| Exercise |
With pictures left out, please repeat word for word the lines from the one containing "Mark one point on each instance of the weathervane" through the end of the records.

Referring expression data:
---

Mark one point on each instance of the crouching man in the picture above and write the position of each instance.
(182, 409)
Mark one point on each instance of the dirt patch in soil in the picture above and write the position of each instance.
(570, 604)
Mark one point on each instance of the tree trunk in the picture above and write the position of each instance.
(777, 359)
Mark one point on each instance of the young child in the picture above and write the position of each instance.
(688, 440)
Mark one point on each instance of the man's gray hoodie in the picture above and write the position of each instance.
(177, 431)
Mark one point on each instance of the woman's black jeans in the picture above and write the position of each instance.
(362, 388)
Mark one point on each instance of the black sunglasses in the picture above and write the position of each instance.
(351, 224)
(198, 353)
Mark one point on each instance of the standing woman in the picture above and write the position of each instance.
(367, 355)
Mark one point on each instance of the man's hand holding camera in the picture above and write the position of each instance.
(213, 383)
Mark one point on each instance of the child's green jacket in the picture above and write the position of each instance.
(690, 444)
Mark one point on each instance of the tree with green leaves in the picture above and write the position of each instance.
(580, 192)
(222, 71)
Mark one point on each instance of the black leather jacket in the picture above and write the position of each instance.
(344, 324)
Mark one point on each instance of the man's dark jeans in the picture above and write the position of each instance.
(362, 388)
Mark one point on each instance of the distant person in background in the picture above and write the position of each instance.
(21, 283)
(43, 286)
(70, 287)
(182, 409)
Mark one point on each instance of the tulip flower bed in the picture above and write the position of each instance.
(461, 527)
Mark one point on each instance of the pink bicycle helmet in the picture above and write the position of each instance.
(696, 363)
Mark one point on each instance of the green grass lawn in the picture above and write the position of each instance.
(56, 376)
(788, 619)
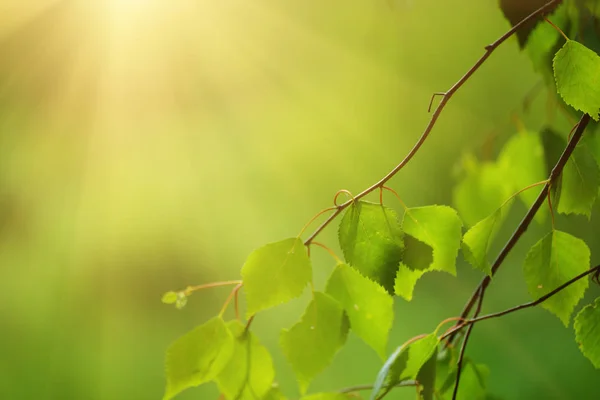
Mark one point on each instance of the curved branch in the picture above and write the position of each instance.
(523, 306)
(446, 96)
(556, 171)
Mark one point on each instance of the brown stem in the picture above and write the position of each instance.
(446, 96)
(556, 171)
(526, 305)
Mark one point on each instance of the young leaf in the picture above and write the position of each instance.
(249, 374)
(275, 273)
(439, 227)
(426, 378)
(473, 378)
(577, 75)
(543, 40)
(481, 191)
(332, 396)
(580, 181)
(170, 298)
(551, 262)
(405, 363)
(369, 307)
(311, 344)
(406, 279)
(477, 240)
(372, 241)
(587, 332)
(522, 158)
(198, 356)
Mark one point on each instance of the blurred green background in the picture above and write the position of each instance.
(149, 145)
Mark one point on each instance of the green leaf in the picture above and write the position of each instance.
(552, 261)
(417, 254)
(181, 300)
(275, 274)
(516, 10)
(405, 363)
(332, 396)
(577, 75)
(170, 298)
(372, 241)
(473, 380)
(580, 181)
(274, 394)
(406, 279)
(439, 227)
(592, 140)
(554, 145)
(481, 191)
(310, 345)
(477, 241)
(587, 332)
(369, 307)
(544, 38)
(426, 377)
(249, 374)
(522, 158)
(198, 356)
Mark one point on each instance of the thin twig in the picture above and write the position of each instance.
(463, 348)
(556, 171)
(489, 49)
(359, 388)
(525, 305)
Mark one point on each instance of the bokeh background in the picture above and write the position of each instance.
(146, 145)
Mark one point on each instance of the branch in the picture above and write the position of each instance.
(359, 388)
(446, 96)
(463, 348)
(556, 171)
(523, 306)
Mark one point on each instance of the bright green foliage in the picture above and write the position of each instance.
(406, 279)
(481, 191)
(543, 38)
(249, 374)
(416, 260)
(587, 332)
(372, 241)
(181, 300)
(275, 273)
(417, 254)
(369, 307)
(439, 227)
(311, 344)
(473, 379)
(523, 160)
(405, 363)
(580, 181)
(170, 298)
(177, 298)
(577, 75)
(426, 377)
(198, 356)
(274, 394)
(477, 240)
(551, 262)
(592, 141)
(332, 396)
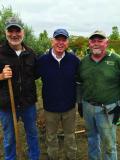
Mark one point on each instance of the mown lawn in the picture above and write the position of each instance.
(81, 139)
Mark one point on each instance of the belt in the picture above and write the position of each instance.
(95, 103)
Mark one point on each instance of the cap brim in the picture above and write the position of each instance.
(16, 25)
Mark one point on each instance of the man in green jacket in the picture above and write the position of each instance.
(99, 74)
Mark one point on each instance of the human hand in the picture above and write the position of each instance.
(116, 112)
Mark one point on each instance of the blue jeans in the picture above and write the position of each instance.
(28, 116)
(100, 131)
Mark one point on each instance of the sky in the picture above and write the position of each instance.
(78, 17)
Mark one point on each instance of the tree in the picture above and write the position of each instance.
(115, 34)
(5, 13)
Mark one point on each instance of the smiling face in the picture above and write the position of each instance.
(98, 45)
(15, 36)
(59, 45)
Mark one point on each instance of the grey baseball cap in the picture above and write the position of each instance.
(13, 21)
(62, 32)
(98, 34)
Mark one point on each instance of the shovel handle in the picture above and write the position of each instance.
(14, 118)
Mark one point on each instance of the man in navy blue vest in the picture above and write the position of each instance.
(58, 69)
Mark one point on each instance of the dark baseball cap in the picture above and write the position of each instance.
(62, 32)
(97, 33)
(13, 21)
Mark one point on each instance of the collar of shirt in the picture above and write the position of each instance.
(58, 59)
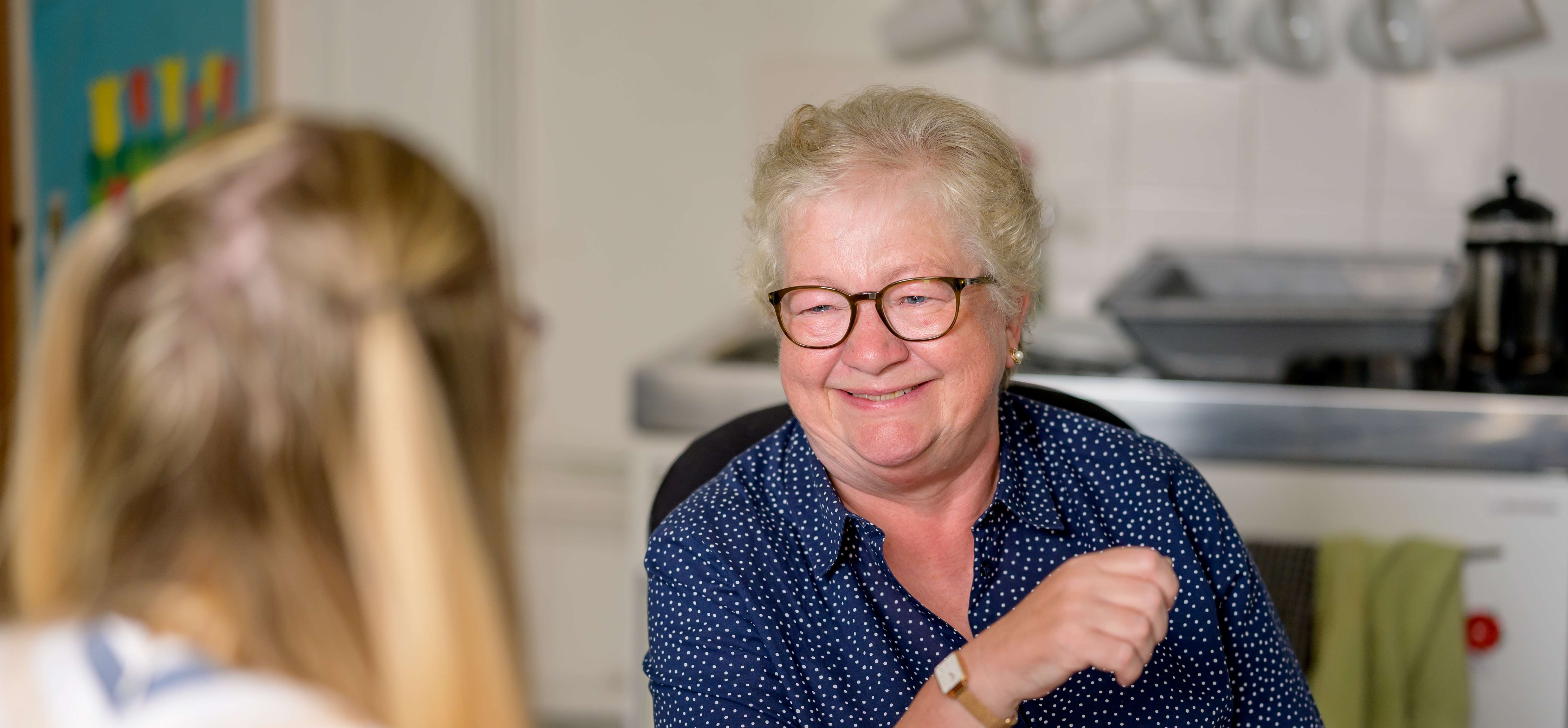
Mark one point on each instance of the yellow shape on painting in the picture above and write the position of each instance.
(104, 109)
(172, 93)
(211, 81)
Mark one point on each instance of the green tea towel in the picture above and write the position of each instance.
(1390, 636)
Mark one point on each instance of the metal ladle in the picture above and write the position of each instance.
(1293, 34)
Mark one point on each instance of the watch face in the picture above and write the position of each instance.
(949, 674)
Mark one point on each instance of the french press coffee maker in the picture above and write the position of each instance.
(1507, 305)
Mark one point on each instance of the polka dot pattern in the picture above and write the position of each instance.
(770, 605)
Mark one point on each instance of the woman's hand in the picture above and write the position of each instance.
(1104, 611)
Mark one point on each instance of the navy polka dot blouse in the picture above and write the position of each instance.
(770, 605)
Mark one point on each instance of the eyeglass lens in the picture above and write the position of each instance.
(915, 310)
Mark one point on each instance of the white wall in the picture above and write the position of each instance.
(648, 115)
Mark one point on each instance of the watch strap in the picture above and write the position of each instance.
(971, 704)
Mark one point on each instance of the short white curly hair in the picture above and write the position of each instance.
(976, 167)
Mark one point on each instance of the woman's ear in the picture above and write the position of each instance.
(1015, 327)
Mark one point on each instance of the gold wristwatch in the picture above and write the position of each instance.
(954, 681)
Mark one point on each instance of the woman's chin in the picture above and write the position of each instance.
(890, 445)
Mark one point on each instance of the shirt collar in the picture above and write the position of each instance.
(825, 525)
(1026, 479)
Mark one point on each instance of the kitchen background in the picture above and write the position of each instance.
(614, 142)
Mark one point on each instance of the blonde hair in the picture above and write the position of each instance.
(270, 408)
(959, 150)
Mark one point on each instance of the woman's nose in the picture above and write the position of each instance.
(871, 347)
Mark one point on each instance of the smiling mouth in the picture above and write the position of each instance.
(885, 398)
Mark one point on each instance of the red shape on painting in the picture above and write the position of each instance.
(139, 84)
(194, 115)
(227, 90)
(1482, 631)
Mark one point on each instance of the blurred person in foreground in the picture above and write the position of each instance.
(262, 448)
(920, 547)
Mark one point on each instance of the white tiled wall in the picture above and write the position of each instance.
(1148, 150)
(1155, 153)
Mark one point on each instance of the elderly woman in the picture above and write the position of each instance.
(920, 547)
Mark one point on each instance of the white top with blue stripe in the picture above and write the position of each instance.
(114, 674)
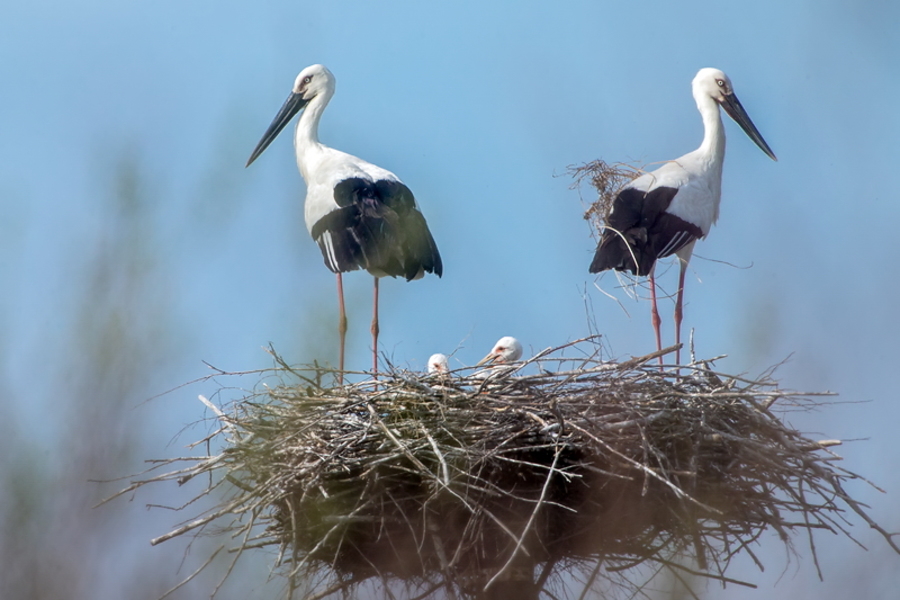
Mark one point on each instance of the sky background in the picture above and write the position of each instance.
(480, 107)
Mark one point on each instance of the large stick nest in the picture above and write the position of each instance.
(468, 480)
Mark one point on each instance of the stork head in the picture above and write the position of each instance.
(713, 83)
(507, 349)
(315, 81)
(438, 364)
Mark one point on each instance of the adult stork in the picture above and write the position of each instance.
(666, 211)
(360, 215)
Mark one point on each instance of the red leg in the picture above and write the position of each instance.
(375, 330)
(342, 328)
(654, 313)
(679, 313)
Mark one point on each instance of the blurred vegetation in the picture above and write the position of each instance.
(117, 336)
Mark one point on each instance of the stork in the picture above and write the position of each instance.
(506, 350)
(666, 211)
(360, 215)
(438, 364)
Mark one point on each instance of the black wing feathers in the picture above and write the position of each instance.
(639, 231)
(377, 227)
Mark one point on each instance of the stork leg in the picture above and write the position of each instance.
(342, 328)
(679, 313)
(375, 330)
(654, 313)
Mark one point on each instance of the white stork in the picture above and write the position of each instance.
(506, 350)
(360, 215)
(666, 211)
(438, 364)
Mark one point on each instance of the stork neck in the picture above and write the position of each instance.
(306, 136)
(713, 146)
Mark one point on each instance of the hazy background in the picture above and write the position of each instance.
(134, 245)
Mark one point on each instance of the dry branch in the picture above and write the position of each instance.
(473, 482)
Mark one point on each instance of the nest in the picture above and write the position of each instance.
(607, 181)
(483, 485)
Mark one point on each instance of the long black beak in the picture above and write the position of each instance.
(291, 107)
(736, 111)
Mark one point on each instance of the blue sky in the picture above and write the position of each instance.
(479, 107)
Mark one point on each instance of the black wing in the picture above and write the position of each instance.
(377, 227)
(639, 231)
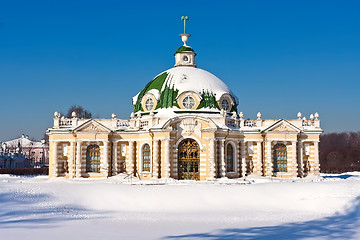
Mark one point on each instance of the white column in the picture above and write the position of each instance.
(212, 171)
(269, 163)
(259, 158)
(130, 166)
(294, 159)
(105, 161)
(316, 158)
(167, 158)
(78, 159)
(243, 159)
(115, 160)
(71, 164)
(156, 159)
(55, 164)
(222, 158)
(301, 160)
(237, 159)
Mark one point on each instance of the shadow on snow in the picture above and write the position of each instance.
(344, 176)
(31, 210)
(339, 226)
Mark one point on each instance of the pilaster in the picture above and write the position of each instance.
(222, 158)
(78, 159)
(294, 159)
(316, 158)
(55, 167)
(130, 166)
(156, 159)
(259, 158)
(167, 158)
(72, 160)
(301, 160)
(243, 159)
(269, 163)
(115, 164)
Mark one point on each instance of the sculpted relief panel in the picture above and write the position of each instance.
(189, 126)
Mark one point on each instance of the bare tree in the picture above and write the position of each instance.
(340, 152)
(80, 112)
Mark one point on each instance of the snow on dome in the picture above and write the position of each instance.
(170, 84)
(197, 80)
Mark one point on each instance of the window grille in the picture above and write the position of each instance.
(146, 158)
(280, 158)
(93, 158)
(229, 158)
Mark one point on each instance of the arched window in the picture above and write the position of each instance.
(225, 104)
(149, 104)
(280, 158)
(146, 158)
(229, 158)
(188, 102)
(93, 158)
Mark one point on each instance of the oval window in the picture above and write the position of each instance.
(149, 104)
(188, 102)
(225, 104)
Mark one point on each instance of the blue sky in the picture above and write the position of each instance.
(278, 57)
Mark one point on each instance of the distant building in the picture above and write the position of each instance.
(13, 160)
(23, 147)
(185, 125)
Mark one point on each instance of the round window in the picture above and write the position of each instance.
(188, 102)
(225, 104)
(149, 104)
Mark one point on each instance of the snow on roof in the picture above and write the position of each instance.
(197, 80)
(24, 142)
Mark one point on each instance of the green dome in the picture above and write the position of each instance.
(184, 49)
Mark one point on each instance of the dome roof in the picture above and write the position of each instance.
(184, 49)
(170, 84)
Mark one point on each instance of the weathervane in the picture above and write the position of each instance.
(184, 18)
(184, 36)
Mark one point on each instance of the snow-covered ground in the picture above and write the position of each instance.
(327, 207)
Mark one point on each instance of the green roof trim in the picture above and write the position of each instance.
(156, 83)
(207, 112)
(168, 98)
(208, 100)
(184, 49)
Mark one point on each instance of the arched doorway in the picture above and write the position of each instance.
(188, 160)
(280, 158)
(93, 158)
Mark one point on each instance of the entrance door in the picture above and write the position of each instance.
(188, 160)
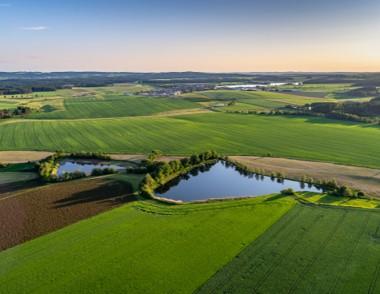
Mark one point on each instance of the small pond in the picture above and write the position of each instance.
(222, 180)
(86, 166)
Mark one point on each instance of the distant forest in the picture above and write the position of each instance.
(362, 109)
(29, 82)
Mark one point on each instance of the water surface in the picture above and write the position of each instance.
(223, 180)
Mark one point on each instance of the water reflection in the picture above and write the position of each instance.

---

| Answer space |
Mark one point on each instance of the weathervane in the picture above and write the position of each instance.
(184, 18)
(184, 36)
Mark one point on each instance of the snow-covered ground in the picture above and write the position of each instance.
(327, 207)
Mark one point on each instance of the green roof trim in the picture above and write the position of each instance.
(156, 83)
(207, 112)
(168, 98)
(208, 100)
(184, 49)
Mark one point on each instance of the arched doorway in the picture above and write the position of each instance.
(188, 160)
(280, 158)
(93, 158)
Mark one point on each instance of the entrance door in the picture above and write the position of each instance.
(188, 160)
Mark one point on each instance of the small pond in the picture above and write the position of each instance.
(222, 180)
(86, 166)
Mark one point on each instance of the distant forest in the picture above and write the position of each instance.
(362, 109)
(29, 82)
Mark one point on each instance of the water surface in the picture above and write the position of each instance.
(223, 180)
Mark one point on each instance of the water reflection in the picture above and write the position of each instance.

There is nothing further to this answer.